▸ **EXERCISE DESCRIPTION**:
Where an entry below contains an image, skip the image and copy the rest exactly.

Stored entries
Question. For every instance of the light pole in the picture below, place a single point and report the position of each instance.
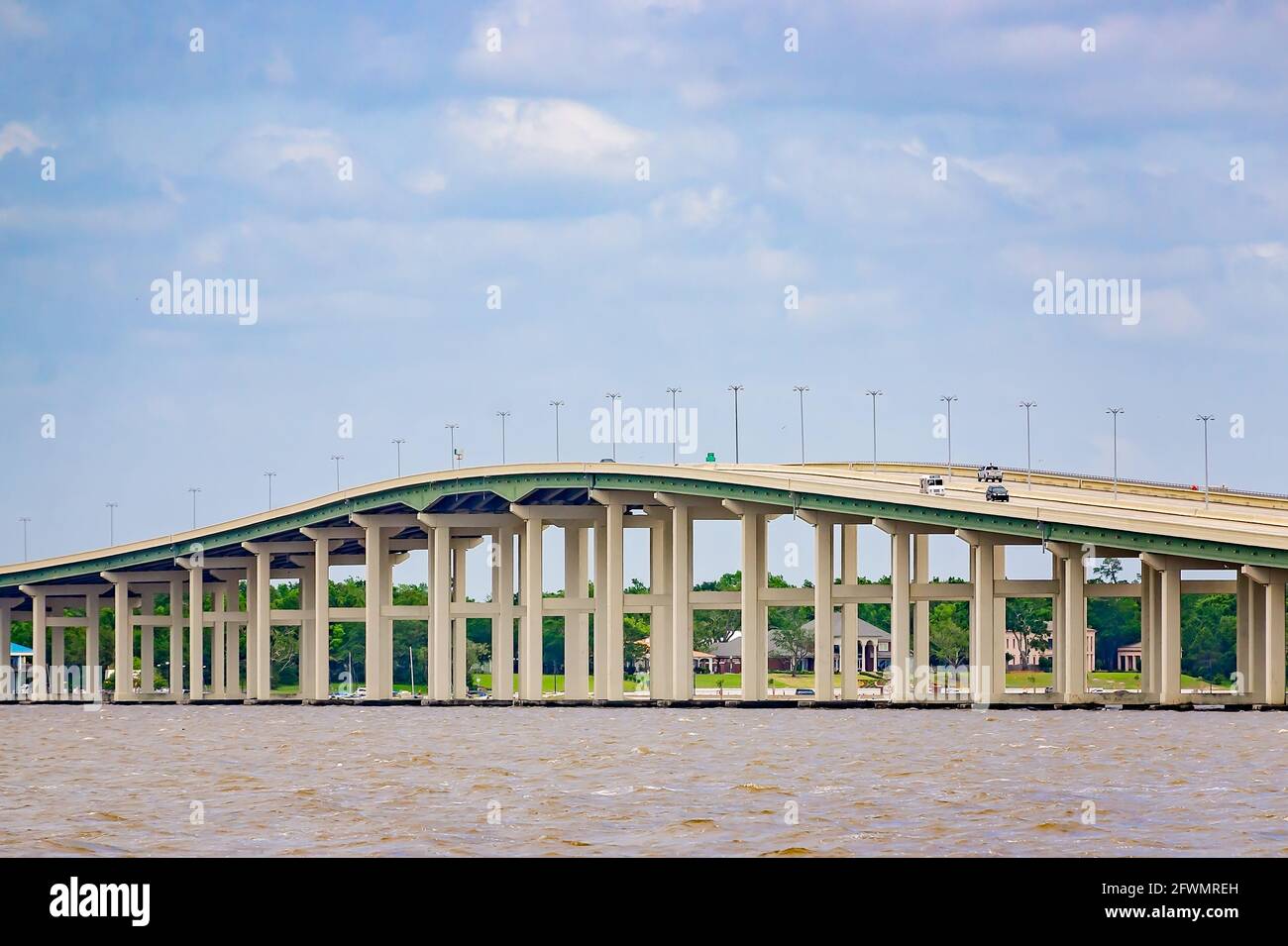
(451, 434)
(673, 391)
(800, 391)
(735, 389)
(502, 415)
(1205, 418)
(557, 404)
(875, 394)
(1116, 411)
(1028, 438)
(948, 400)
(613, 396)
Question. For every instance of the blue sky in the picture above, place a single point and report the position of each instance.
(518, 168)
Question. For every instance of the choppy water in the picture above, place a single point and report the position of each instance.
(391, 781)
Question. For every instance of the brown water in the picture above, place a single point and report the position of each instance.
(393, 781)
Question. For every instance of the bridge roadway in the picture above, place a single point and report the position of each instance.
(1170, 528)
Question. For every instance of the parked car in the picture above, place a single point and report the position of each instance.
(932, 484)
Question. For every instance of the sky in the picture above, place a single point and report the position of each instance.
(450, 210)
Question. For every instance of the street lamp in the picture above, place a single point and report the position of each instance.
(673, 391)
(1028, 438)
(735, 389)
(1205, 418)
(875, 394)
(613, 396)
(948, 399)
(451, 434)
(800, 391)
(1116, 411)
(557, 404)
(502, 415)
(193, 490)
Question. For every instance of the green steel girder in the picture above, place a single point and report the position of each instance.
(516, 486)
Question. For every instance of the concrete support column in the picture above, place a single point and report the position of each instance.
(1074, 630)
(529, 589)
(614, 583)
(1170, 633)
(123, 653)
(196, 631)
(459, 626)
(576, 626)
(39, 659)
(1274, 652)
(8, 684)
(921, 674)
(823, 571)
(754, 633)
(901, 617)
(1243, 656)
(662, 646)
(849, 614)
(682, 609)
(375, 563)
(439, 683)
(502, 627)
(263, 626)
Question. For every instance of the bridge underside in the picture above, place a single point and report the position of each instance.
(592, 504)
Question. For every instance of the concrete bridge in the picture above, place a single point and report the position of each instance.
(1171, 529)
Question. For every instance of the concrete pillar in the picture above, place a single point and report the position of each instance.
(263, 626)
(1170, 632)
(754, 633)
(1243, 656)
(921, 672)
(459, 626)
(576, 626)
(823, 571)
(8, 684)
(682, 609)
(375, 555)
(39, 659)
(662, 646)
(502, 628)
(1073, 626)
(196, 631)
(439, 614)
(614, 581)
(147, 644)
(849, 614)
(123, 654)
(529, 588)
(600, 627)
(1274, 653)
(984, 671)
(901, 617)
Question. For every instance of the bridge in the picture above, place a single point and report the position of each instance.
(1170, 529)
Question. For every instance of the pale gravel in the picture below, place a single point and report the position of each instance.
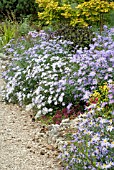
(21, 148)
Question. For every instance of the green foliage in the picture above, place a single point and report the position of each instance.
(81, 13)
(7, 32)
(20, 8)
(80, 37)
(100, 98)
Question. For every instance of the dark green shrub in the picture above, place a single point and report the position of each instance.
(19, 8)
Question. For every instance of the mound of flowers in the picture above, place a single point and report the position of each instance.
(46, 75)
(92, 146)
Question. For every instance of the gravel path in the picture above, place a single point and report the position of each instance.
(21, 148)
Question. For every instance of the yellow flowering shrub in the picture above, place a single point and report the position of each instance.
(84, 13)
(101, 99)
(91, 11)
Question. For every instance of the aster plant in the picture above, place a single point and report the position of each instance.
(46, 75)
(92, 146)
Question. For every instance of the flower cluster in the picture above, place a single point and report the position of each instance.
(92, 146)
(46, 75)
(103, 99)
(37, 72)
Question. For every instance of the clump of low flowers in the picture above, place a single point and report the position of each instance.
(46, 75)
(92, 147)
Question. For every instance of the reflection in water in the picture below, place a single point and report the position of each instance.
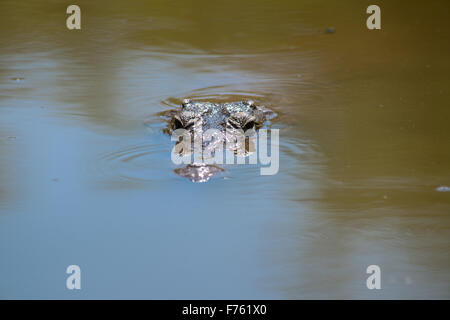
(87, 179)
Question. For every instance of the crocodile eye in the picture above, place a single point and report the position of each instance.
(190, 123)
(177, 124)
(249, 125)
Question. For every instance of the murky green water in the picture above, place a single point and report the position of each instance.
(86, 176)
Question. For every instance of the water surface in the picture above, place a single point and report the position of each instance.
(86, 176)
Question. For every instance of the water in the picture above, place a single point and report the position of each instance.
(86, 176)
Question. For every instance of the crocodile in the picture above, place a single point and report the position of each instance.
(227, 124)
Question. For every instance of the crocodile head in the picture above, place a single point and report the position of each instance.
(214, 124)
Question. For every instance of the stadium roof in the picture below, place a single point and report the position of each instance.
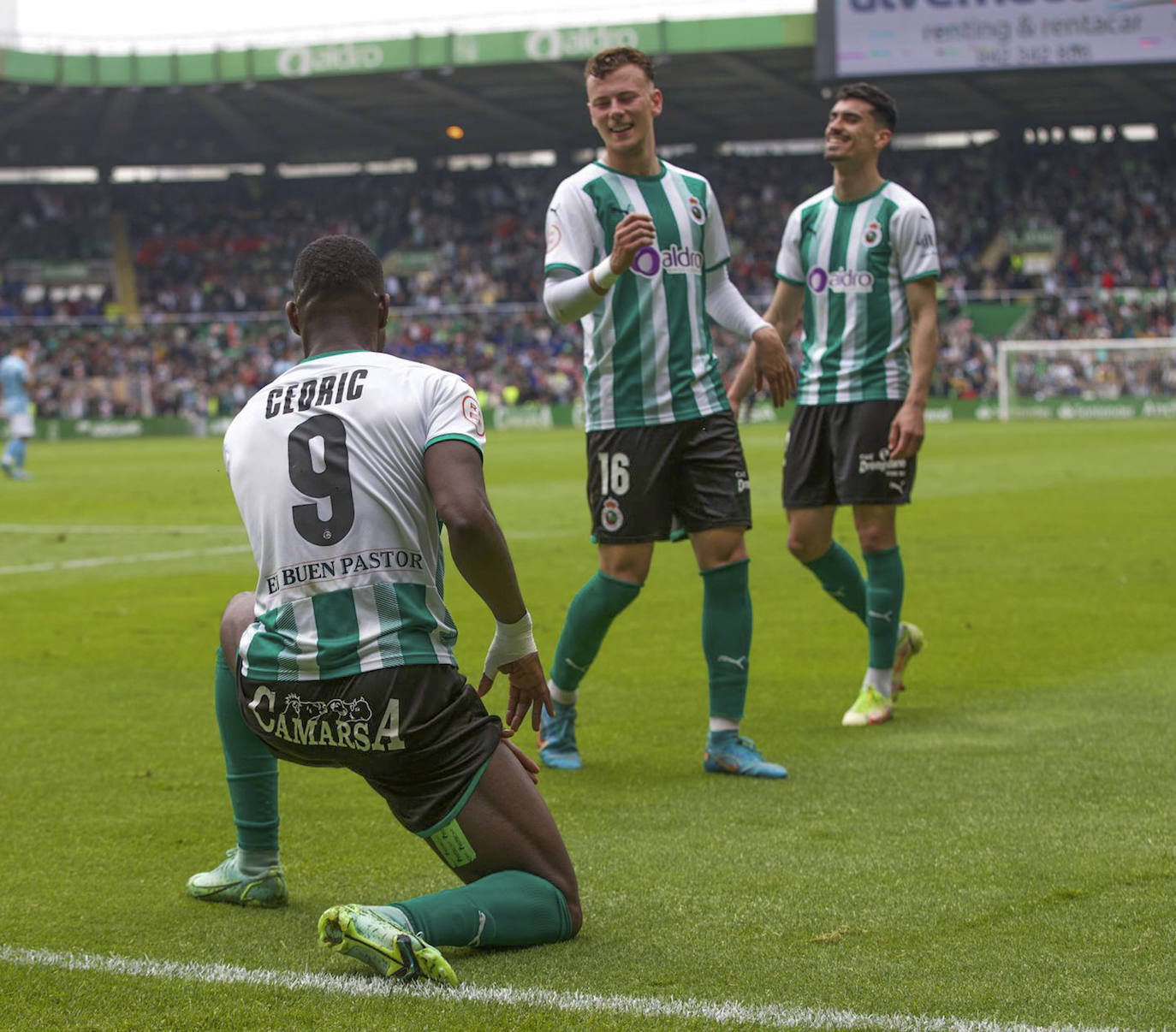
(725, 79)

▸ **ANSWER TO THE PROBLEM**:
Question. For every instance of the light pole in the picture below, place a single point and report the position of each instance.
(451, 434)
(673, 391)
(800, 391)
(735, 389)
(502, 415)
(1205, 418)
(557, 404)
(875, 394)
(1116, 411)
(1028, 438)
(948, 400)
(613, 396)
Question. For every instance of the blue sky in the picture above, place a single point and report the position of each instance.
(518, 168)
Question. For every instance of the choppy water in the picture above, place a single point and report the position of each instance.
(391, 781)
Question. For every instance of the brown water in the picture above, place a single point and report the position of each instance.
(393, 781)
Question. For every instance of the bridge roadway in the picture above, place a single point and report the position of each instance.
(1170, 528)
Question. For every instance of the parked car in the picture above, place a single point and report the position of each instance.
(932, 484)
Question. For every instance of the sky in the picture above, place a single point and report the position of each instance.
(450, 210)
Question. For every instance of the street lamp in the picture above, place a single point and report the position of each instance.
(673, 391)
(1028, 438)
(735, 389)
(1205, 418)
(875, 394)
(613, 396)
(948, 399)
(451, 434)
(800, 391)
(1116, 411)
(557, 404)
(502, 415)
(193, 490)
Question. For every instance of the green steel girder in the picture above, place a single point and report the position of each instance.
(516, 486)
Question. For every instance of the concrete support column in the picture above, place a single point and report the position of each instance.
(1074, 630)
(529, 589)
(614, 583)
(1170, 633)
(123, 653)
(196, 631)
(459, 626)
(576, 626)
(39, 659)
(1274, 652)
(8, 684)
(921, 674)
(823, 571)
(754, 633)
(901, 617)
(1243, 656)
(662, 646)
(849, 614)
(682, 609)
(375, 563)
(439, 683)
(502, 627)
(263, 626)
Question. For every instance of the bridge underside in the picture above, place a single point and report the position of each instance.
(592, 504)
Question. For every instance of the concrete bridge in the picture above, place a single point and report the position of each instance.
(1171, 529)
Question. For every instance of the concrete pillar in the picture above, place a single point and report the position of each instance.
(263, 626)
(1170, 632)
(754, 633)
(1243, 656)
(921, 672)
(459, 626)
(576, 626)
(823, 571)
(8, 684)
(682, 609)
(375, 555)
(39, 659)
(662, 646)
(502, 628)
(1073, 626)
(196, 631)
(439, 614)
(614, 581)
(147, 644)
(849, 614)
(123, 654)
(529, 588)
(600, 627)
(1274, 653)
(984, 671)
(901, 617)
Question. For every instance of the bridge in the picture above, place a single point and report the position of each instance.
(1170, 529)
Question. For every instance of the pale gravel in the picture below, place a single point and report the position of each instance.
(21, 148)
Question. For every instance of the green foliage in the picture above, place a single point and report the position of each instance.
(81, 13)
(7, 32)
(20, 8)
(80, 37)
(100, 98)
Question. For every instance of the dark green shrub in the picture above, place a single point and report the position of each instance.
(19, 8)
Question. For every instance of the mound of flowers in the picture above, place a single point and report the position of each instance.
(46, 75)
(92, 146)
Question. For every instance of the gravel path in the picture above, place a single point and report the position of each instance.
(21, 148)
Question. For every instance of the yellow flowering shrub in the picture above, place a single point and report the position of each instance.
(84, 13)
(101, 99)
(91, 11)
Question. For every instance of the aster plant in the picture above, place a single point and report the position of each instance.
(46, 75)
(92, 146)
Question. For every instance of the flower cluster in the picture above, place a single point and report the position of each instance.
(92, 146)
(46, 75)
(103, 99)
(37, 72)
Question. For every instance of the clump of low flowers in the picture above, place a single point and report the position of each instance.
(46, 75)
(92, 147)
Question. For every instance of the reflection in water in the picture below, place a single point and report the position of each instance.
(87, 179)
Question. For every instance of the crocodile eye in the picture above, place a single point and report the position of each instance.
(190, 123)
(177, 124)
(249, 125)
Question. For every instance of the murky green water in the picture above, place a single point and report the position of each instance.
(86, 176)
Question. For every instance of the water surface in the picture above, place a single point and report the position of each instance.
(86, 176)
Question. For every instance of the water in the picture above, place a single point and report the position of each instance.
(86, 176)
Question. For every instance of the crocodile in the picture above, place a single point and report the position of each instance.
(227, 124)
Question. For every instance of the crocodile head in the picture above, place a single point and report the position of each instance.
(214, 124)
Question. For every instance of the stadium roof in the picture below, place a single point and report the position of each instance.
(725, 79)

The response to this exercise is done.